▶ Consigne donnée
Reprenez le texte sur les enlèvements en Algérie et prolongez-le à partir de sa dernière phrase.

▶ Bloc de texte
--
15 décembre 1.957 :
Le premier document que nous ayons retrouvé concernant les enlèvements date du 15 décembre 1957.
Il émane de l'Etat-major mixte du Ministère de l'Algérie et sera remis par le colonel Magny à B6 (sic!) le 24 décembre "de la main à la main" est-il précisé.
Cette "Note au sujet des personnes enlevées par les rebelles algériens" indique clairement que la population musulmane est la plus durement affectée par ces enlèvements, soit près de 3 500 personnes en plus des 246 militaires musulmans et des 454 membres des GMPR et des harkas.
Les mobiles des enlèvements sont variés mais leur but général est d'affermir par la terreur l'emprise du FLN. Que sont devenus ces disparus? "Certains ont, est-il écrit, été embrigadés dans les bandes du FLN mais les plus nombreux ont été purement et simplement liquidés".
Pour les civils européens, la note précise que 85 d'entre eux sur les 170 enlevés depuis le 1er novembre 1954 et jusqu'à cette date de décembre 1957 n'ont jamais été retrouvés.
Les autres, à de très rares exceptions près, ont été retrouvés assassinés après avoir été torturés.
Parmi les forces de l'ordre, 130 militaires de tous grades ont disparu et leur sort est à ce jour inconnu.
Cependant, reconnaît le rapport, même si les corps ne sont pas retrouvés, les autorités pensent que "les militaires peuvent être encore vivants entre les mains des rebelles mais que la plupart des civils ont été assassinés".
Ainsi, le 3 mai 1956, les jeunes Jean-Paul Morio (15 ans), Jean Almeras (14 ans) et Gilbert Bouquet (15 ans) sont enlevés alors qu'ils font du vélo. Leurs cadavres seront retrouvés quelques jours plus tard dans un puits.
--
▶ Enregistrements
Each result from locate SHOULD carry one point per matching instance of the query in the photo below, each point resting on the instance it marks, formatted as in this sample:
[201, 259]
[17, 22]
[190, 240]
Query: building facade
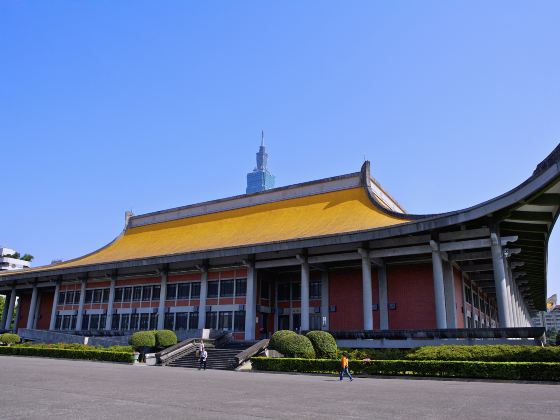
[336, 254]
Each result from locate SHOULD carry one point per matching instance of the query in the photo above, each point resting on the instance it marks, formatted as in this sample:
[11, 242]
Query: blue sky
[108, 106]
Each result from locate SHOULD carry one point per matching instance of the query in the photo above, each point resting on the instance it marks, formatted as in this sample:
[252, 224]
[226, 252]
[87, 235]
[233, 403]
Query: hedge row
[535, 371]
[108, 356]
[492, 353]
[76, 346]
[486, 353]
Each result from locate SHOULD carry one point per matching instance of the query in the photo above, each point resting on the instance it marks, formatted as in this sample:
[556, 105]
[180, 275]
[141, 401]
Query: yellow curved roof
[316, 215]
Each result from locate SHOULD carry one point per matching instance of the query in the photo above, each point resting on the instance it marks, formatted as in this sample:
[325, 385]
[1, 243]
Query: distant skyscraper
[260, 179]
--
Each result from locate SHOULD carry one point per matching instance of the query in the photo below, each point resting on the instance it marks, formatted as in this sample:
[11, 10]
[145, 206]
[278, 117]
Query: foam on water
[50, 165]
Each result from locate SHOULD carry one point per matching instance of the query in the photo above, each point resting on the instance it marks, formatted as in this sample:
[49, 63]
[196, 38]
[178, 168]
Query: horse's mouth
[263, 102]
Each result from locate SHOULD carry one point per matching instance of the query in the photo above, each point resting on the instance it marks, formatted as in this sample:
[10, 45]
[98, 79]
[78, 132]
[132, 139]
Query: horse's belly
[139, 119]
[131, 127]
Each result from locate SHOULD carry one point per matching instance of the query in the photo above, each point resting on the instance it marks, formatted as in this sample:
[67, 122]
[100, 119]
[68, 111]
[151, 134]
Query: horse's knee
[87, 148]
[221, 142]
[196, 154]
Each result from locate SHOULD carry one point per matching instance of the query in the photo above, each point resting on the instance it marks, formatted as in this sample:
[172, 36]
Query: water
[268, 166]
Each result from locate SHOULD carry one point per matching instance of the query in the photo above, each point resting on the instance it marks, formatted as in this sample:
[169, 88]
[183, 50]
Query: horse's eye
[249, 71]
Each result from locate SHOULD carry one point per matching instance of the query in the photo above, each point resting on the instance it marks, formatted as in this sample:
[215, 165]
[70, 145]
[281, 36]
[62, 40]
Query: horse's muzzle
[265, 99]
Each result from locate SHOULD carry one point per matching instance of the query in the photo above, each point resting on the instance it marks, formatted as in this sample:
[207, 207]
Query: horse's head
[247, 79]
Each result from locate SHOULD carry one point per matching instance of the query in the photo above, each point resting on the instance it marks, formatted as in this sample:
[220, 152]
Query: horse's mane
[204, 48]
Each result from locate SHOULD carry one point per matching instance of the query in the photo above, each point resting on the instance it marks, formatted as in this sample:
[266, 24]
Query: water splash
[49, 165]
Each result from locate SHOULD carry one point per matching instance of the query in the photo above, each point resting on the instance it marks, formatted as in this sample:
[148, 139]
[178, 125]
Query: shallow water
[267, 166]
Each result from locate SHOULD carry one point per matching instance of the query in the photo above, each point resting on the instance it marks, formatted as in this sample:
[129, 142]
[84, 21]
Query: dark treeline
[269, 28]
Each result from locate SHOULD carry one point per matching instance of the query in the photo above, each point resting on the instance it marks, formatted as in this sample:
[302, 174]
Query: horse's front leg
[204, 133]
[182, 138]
--
▶ Réponse attendue
L'enquête permet cependant d'arrêter le responsable de ces crimes, Lakhdar Fizi, responsable FLN du douar Oulmen.
Il reste toutefois que quelques rares enquêtes permettent de suivre un disparu: ainsi, le 2 août 1956, Jacques Pierre, représentant de la Maison Suchard est enlevé sur la route de Jemmapes à El Arrouch (Constantinois).
Or, il est vu vivant, 8 jours après, au sein d'une bande de la région qui l'a enlevé pour le livrer au chef de secteur FLN Ali Mendjeli. La suite de l'enquête ne donnera plus aucun élément d'information sur cette personne. En 1962, Jacques Pierre est toujours un disparu.
Pour l'ensemble de notre période (ler novembre 1954 - 18 mars 1962), c'est l'année 1957 qui reste celle où les enlèvements sont les plus importants et où les disparus le sont également (79 personnes à ce jour dont nous ignorons le sort).
Les années qui suivent montrent un réel affaiblissement du nombre des enlèvements-disparitions d'Européens, 54 en 1958, 35 en 1959, 18 en 1960 et 39 en 1961, alors que celui des Musulmans est en constante progression selon les sources militaires.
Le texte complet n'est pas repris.